TASK STATEMENT
Copy every entry exactly as given, minus the images.

Point-per-instance localization data
[Start of section]

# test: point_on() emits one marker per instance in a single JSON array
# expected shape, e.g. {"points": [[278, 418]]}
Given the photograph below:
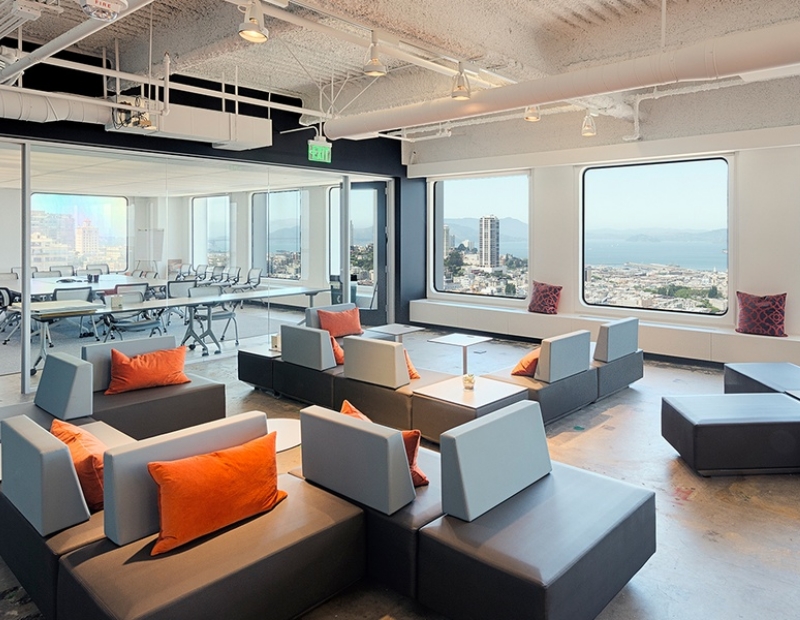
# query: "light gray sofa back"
{"points": [[65, 388], [131, 495], [360, 460], [307, 346], [474, 479], [617, 339], [375, 361], [564, 356], [312, 318], [39, 477], [99, 355]]}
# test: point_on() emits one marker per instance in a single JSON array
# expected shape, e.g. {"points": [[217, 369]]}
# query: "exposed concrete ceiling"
{"points": [[502, 43]]}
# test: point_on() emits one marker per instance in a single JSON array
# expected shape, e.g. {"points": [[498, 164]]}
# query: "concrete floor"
{"points": [[728, 547]]}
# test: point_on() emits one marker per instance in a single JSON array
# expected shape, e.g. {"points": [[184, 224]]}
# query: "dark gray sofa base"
{"points": [[727, 434], [155, 411], [535, 557], [271, 567], [559, 398], [34, 559]]}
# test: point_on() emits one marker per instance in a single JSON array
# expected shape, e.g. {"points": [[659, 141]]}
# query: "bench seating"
{"points": [[518, 542], [727, 434], [152, 411]]}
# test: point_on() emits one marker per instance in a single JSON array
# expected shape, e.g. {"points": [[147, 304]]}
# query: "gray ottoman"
{"points": [[725, 434], [761, 377]]}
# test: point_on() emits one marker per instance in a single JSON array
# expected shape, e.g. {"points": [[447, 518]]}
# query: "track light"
{"points": [[252, 28], [374, 67], [588, 129], [461, 88], [532, 114]]}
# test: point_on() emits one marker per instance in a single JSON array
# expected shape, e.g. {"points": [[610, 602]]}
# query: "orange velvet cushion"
{"points": [[412, 372], [87, 455], [526, 367], [338, 324], [410, 442], [338, 352], [202, 494], [147, 370]]}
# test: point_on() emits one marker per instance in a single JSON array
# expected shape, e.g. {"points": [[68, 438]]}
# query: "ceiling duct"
{"points": [[732, 55]]}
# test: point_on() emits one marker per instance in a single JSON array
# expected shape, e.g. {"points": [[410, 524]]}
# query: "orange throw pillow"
{"points": [[147, 370], [338, 324], [527, 365], [412, 372], [348, 409], [338, 352], [87, 455], [411, 441], [202, 494]]}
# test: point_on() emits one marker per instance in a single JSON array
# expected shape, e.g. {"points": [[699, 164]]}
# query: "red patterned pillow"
{"points": [[763, 316], [544, 298]]}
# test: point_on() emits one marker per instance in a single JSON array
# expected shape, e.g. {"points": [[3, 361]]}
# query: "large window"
{"points": [[79, 230], [211, 230], [655, 236], [481, 236], [277, 232]]}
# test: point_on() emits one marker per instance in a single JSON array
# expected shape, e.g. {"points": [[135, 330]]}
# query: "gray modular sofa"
{"points": [[564, 380], [152, 411], [272, 566], [524, 538]]}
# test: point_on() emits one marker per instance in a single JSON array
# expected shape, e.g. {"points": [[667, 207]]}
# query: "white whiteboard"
{"points": [[149, 244]]}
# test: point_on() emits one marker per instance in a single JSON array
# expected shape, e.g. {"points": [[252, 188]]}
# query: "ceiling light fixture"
{"points": [[374, 67], [461, 89], [588, 129], [532, 114], [252, 28], [103, 10]]}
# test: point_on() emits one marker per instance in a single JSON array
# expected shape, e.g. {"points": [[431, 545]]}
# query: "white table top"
{"points": [[486, 391], [460, 340]]}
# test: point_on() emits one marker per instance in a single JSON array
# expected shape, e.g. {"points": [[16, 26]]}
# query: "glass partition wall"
{"points": [[136, 212]]}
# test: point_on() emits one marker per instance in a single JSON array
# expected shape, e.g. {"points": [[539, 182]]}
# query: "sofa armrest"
{"points": [[375, 361], [307, 346]]}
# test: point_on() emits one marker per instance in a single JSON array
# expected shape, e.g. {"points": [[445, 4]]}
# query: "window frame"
{"points": [[435, 242], [681, 315]]}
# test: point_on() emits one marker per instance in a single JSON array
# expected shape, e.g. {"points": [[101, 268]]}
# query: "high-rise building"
{"points": [[489, 242]]}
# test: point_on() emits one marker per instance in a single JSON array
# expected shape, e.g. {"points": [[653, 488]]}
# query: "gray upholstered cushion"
{"points": [[563, 356], [39, 477], [474, 480], [65, 388], [99, 355], [131, 495], [617, 339], [360, 460], [375, 361]]}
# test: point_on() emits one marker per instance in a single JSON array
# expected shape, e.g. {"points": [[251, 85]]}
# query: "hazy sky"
{"points": [[683, 195]]}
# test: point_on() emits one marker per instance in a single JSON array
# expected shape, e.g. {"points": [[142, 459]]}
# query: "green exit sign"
{"points": [[319, 150]]}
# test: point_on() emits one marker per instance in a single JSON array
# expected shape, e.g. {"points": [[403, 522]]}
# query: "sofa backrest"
{"points": [[563, 356], [131, 495], [65, 388], [39, 477], [312, 318], [375, 361], [307, 346], [99, 355], [360, 460], [617, 339], [474, 479]]}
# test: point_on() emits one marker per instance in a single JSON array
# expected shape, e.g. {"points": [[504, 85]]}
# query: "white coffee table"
{"points": [[461, 340], [398, 330], [440, 406]]}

[End of section]

TASK OUTPUT
# test: point_on() emits one marker per instance in a single JSON array
# expected shape, e.g. {"points": [[278, 418]]}
Given the photograph below:
# query: "light gray sofa back"
{"points": [[65, 388], [131, 495], [360, 460], [307, 346], [474, 479], [617, 339], [375, 361], [564, 356], [312, 318], [39, 477], [99, 355]]}
# test: point_on() emits one marker per instance in a single JSON array
# expected shape, e.g. {"points": [[217, 369]]}
# query: "exposed concrete ceiling"
{"points": [[502, 43]]}
# test: point_on() emits one marker per instance in a single JSON array
# expected shape, e.g. {"points": [[498, 164]]}
# query: "concrete floor"
{"points": [[728, 547]]}
# test: point_on() emits one marker per instance in a single JSON array
# expected shape, e.g. {"points": [[184, 224]]}
# query: "dark gray sofa base"
{"points": [[727, 434], [155, 411], [535, 557], [271, 567], [559, 398], [34, 559]]}
# test: point_on() emits one marker per instance in a single JSON array
# expected shape, e.g. {"points": [[659, 141]]}
# query: "bench seating"
{"points": [[518, 542], [727, 434], [152, 411]]}
# test: point_on() emits one marker per instance in a single JSON array
# expected shape, e.g. {"points": [[147, 304]]}
# query: "gray ottoman"
{"points": [[725, 434], [761, 377]]}
# test: point_on() emits one marker per instance in a single JSON array
# expected shape, e.g. {"points": [[447, 518]]}
# query: "track light"
{"points": [[252, 28], [374, 67], [588, 129], [461, 88], [532, 114]]}
# test: point_on() emits one marker per instance in a single JSON array
# expected shape, e.g. {"points": [[610, 602]]}
# query: "orange velvet cushion"
{"points": [[412, 372], [87, 455], [526, 367], [338, 324], [410, 442], [338, 352], [202, 494], [147, 370]]}
# test: point_on() emits one marker per instance in a single JSON array
# expected shape, e.g. {"points": [[68, 438]]}
# query: "ceiling duct"
{"points": [[732, 55]]}
# test: point_on() emits one marker per instance in a single JSON array
# expected shape, e.g. {"points": [[410, 524]]}
# query: "orange throw pillow"
{"points": [[147, 370], [338, 324], [527, 365], [412, 372], [348, 409], [338, 352], [87, 455], [411, 441], [202, 494]]}
# test: point_on() emits one marker per instance in a single JSON array
# expected shape, e.g. {"points": [[699, 164]]}
# query: "red patterned pillow"
{"points": [[763, 316], [544, 298]]}
# test: point_on() emits one marker per instance in a single JSON array
# expected shape, e.g. {"points": [[3, 361]]}
# query: "large window"
{"points": [[79, 230], [211, 230], [655, 236], [481, 236], [277, 232]]}
# test: point_on() emits one marker per instance in a single JSON array
# expected shape, e.g. {"points": [[135, 330]]}
# query: "gray modular sofa"
{"points": [[564, 380], [152, 411], [272, 566], [524, 538]]}
# test: point_on() emits one marker per instance in a single JSON array
# expected shape, e.g. {"points": [[667, 207]]}
# query: "white whiteboard"
{"points": [[149, 244]]}
# test: point_on() emits one marker per instance in a single JSON array
# expected shape, e.g. {"points": [[252, 188]]}
# query: "ceiling light fixture"
{"points": [[374, 67], [461, 89], [588, 129], [532, 114], [252, 28], [103, 10]]}
# test: point_on() emits one marker per instance in a single JSON array
# expected shape, e.g. {"points": [[431, 545]]}
# query: "white table top"
{"points": [[486, 391], [460, 340]]}
# test: point_on() emits one marker per instance in a single JSON array
# expected shape, e.g. {"points": [[16, 26]]}
# query: "glass partition wall"
{"points": [[136, 212]]}
# test: point_on() emits one marker per instance in a single JSON array
# expected shape, e.g. {"points": [[539, 182]]}
# query: "sofa armrest"
{"points": [[375, 361], [307, 346]]}
# test: point_on() emits one marker per instance in a single JSON array
# expected shape, e.g. {"points": [[445, 4]]}
# query: "window frame"
{"points": [[435, 242], [681, 315]]}
# test: point_on() emits one marker per instance in a single JSON array
# expected shape, e.g. {"points": [[101, 268]]}
# query: "high-rise building"
{"points": [[489, 242]]}
# test: point_on() emits one marker per instance in a single JSON array
# expected shape, e.g. {"points": [[653, 488]]}
# query: "gray upholstered cushion"
{"points": [[563, 356], [39, 477], [474, 480], [65, 388], [99, 355], [131, 495], [617, 339], [360, 460], [375, 361]]}
# test: point_on() emits one marker per instance in a single JSON array
# expected shape, e.g. {"points": [[251, 85]]}
# query: "hazy sky"
{"points": [[683, 195]]}
# test: point_on() emits one marker per instance in a single JSON array
# expected shape, e.g. {"points": [[142, 459]]}
# query: "green exit sign"
{"points": [[319, 150]]}
# test: point_on() emits one marker per instance in a single JSON array
# expected shape, e.g. {"points": [[403, 522]]}
# query: "sofa backrest"
{"points": [[563, 356], [131, 495], [65, 388], [39, 477], [312, 318], [375, 361], [307, 346], [99, 355], [360, 460], [617, 339], [474, 479]]}
# test: point_on() emits one marker per instance in a single JSON array
# expected shape, e.g. {"points": [[504, 85]]}
# query: "white coffee table"
{"points": [[461, 340], [398, 330], [440, 406]]}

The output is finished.